───── DATA FOR THIS EXERCISE

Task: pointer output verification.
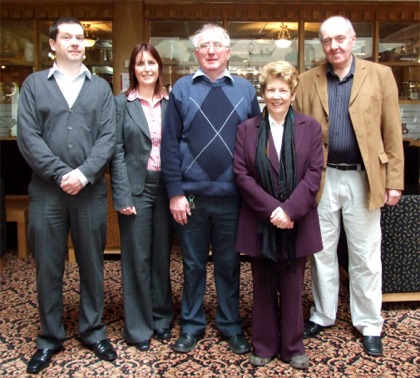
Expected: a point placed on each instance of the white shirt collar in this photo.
(83, 71)
(200, 72)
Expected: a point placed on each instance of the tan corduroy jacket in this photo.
(375, 114)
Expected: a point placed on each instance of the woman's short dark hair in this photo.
(280, 70)
(140, 49)
(59, 21)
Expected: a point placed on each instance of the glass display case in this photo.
(172, 40)
(17, 60)
(19, 57)
(253, 45)
(399, 48)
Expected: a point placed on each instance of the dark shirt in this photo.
(343, 147)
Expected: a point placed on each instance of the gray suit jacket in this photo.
(129, 164)
(54, 139)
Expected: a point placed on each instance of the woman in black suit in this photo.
(142, 203)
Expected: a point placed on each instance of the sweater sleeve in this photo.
(170, 150)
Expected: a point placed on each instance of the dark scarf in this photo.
(277, 243)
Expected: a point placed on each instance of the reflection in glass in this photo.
(254, 45)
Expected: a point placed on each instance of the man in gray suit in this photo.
(66, 133)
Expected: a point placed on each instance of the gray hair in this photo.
(194, 39)
(340, 19)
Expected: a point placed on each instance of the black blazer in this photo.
(129, 164)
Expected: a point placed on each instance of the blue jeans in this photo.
(213, 223)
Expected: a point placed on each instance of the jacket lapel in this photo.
(135, 110)
(321, 86)
(359, 77)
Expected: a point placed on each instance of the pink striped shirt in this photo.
(153, 114)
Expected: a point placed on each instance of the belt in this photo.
(347, 167)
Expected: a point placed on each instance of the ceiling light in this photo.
(283, 39)
(90, 40)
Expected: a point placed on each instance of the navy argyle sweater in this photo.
(198, 135)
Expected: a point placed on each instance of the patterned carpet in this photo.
(337, 352)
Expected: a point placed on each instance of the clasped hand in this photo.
(280, 219)
(180, 209)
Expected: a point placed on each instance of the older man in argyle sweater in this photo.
(198, 139)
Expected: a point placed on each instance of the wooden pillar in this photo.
(128, 31)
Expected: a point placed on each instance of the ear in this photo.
(228, 52)
(52, 44)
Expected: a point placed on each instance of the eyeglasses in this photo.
(217, 46)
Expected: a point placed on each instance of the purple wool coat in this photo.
(258, 204)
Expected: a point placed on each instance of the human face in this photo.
(212, 54)
(278, 97)
(146, 69)
(69, 45)
(337, 42)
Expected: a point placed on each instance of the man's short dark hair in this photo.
(59, 21)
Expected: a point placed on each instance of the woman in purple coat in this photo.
(278, 163)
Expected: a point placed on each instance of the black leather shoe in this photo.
(40, 360)
(186, 342)
(372, 345)
(103, 350)
(312, 329)
(239, 344)
(162, 333)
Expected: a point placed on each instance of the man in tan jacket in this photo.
(356, 102)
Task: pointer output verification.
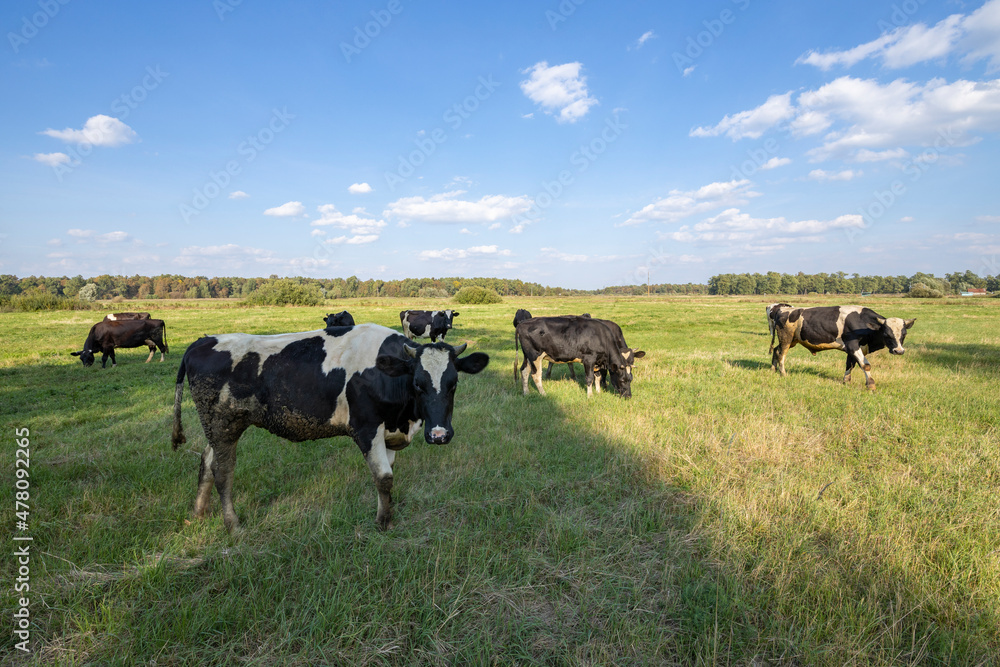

──────────

#### WHAT IS REQUIRED
Reproduce every entry exactly, but omit each picture.

#### YOUR SOLUTION
Task: pointer output verification.
Expected: a point placed on each instance of the white shirt collar in this photo.
(83, 71)
(200, 72)
Expected: a point placed on each instance of the tan corduroy jacket in this photo.
(375, 114)
Expected: a point placed on each instance of the woman's short dark hair in this photo.
(280, 70)
(140, 49)
(59, 21)
Expected: a point placed on each instance of the glass display case in this photo.
(172, 40)
(17, 60)
(19, 57)
(253, 45)
(399, 48)
Expected: a point placed on each instance of the dark shirt in this photo.
(343, 147)
Expected: a point placed on each instance of the gray suit jacket in this photo.
(129, 164)
(54, 139)
Expected: a point placed on each instance of the woman in black suit in this photo.
(142, 203)
Expected: a point placed on each instance of the sweater sleeve in this photo.
(170, 150)
Expected: a point placed on each instance of the dark scarf in this photo.
(277, 243)
Expected: a point placed on each instance of the reflection in glass in this photo.
(254, 45)
Expected: a point placed on each instance of the man in gray suit in this photo.
(66, 133)
Expected: a point placed on each instance of the gray hair in this photo.
(194, 39)
(340, 19)
Expected: a point placed on each instance of the black blazer in this photo.
(129, 164)
Expected: a point placed on each instance of the blue jeans in this photo.
(213, 223)
Expected: a point placed on each instance of the jacket lapel in this photo.
(135, 110)
(321, 86)
(359, 77)
Expected: a point placed on each instance of the pink striped shirt in this photo.
(153, 114)
Expected: a point placed on each instance of the belt in this photo.
(347, 167)
Expected: a point placed on each instance of the ceiling light in this photo.
(283, 39)
(90, 40)
Expected: a point placed on each instance of the navy argyle sweater in this photo.
(198, 135)
Expected: a point placed on each instance of the patterned carpet in this photo.
(337, 352)
Expected: a point placed on each instance of the clasped hand in this photo.
(280, 219)
(180, 209)
Expected: a point placed on each instance of the older man in argyle sweater in this photo.
(198, 139)
Expected: a point placed on each instance of the wooden pillar in this photo.
(128, 31)
Expected: a point placed on each instance of the ear in this photo.
(228, 52)
(52, 44)
Expected: a point placed on each instance of the eyeglasses in this photo.
(217, 46)
Expected: a point placed on each instance of the purple wool coat in this photo.
(258, 204)
Expected: a point placed on each instance of the human face in this photo.
(212, 54)
(278, 97)
(146, 69)
(69, 45)
(337, 42)
Expected: a point placed on each instance of the man's short dark hair in this photo.
(59, 21)
Expected: a point placed on each instance of the woman in purple coat in this photo.
(278, 163)
Expected: a point placed on each instance of the black leather shoe in this photo.
(40, 360)
(186, 342)
(372, 345)
(103, 350)
(312, 329)
(239, 344)
(162, 333)
Expected: a point placed on each instance of the man in tan jacket in this photo.
(356, 102)
Task: pointer output verification.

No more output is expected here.